— begin —

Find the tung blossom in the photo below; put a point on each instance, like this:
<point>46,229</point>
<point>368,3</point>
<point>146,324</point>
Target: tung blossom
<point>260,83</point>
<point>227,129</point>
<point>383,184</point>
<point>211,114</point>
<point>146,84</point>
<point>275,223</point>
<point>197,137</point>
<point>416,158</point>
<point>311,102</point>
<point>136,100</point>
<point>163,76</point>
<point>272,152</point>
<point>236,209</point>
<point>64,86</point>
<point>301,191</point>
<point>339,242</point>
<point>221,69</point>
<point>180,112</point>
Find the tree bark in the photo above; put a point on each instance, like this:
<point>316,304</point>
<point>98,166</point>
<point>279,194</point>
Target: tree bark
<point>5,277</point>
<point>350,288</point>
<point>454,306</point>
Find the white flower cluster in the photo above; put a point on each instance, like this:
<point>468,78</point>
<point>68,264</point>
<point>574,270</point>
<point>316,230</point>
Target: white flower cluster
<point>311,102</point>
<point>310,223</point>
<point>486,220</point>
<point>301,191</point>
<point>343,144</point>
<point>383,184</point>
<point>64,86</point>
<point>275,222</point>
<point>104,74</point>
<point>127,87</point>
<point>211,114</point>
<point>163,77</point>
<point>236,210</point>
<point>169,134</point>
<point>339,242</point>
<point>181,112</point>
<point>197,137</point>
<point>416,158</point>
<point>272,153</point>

— end —

### Short problem
Please give again, requests included, the lines from the one containing "Find the tree" up to and including the one containing "<point>454,306</point>", scaling every answer coordinate by 2 and rounding to whole numbers, halves up. Leave the numbers in the requests and their sample points unchanged.

### Correct output
Find the tree bark in the photo above; put a point on each instance, like this:
<point>316,304</point>
<point>98,166</point>
<point>279,194</point>
Target: tree bark
<point>10,554</point>
<point>700,576</point>
<point>908,612</point>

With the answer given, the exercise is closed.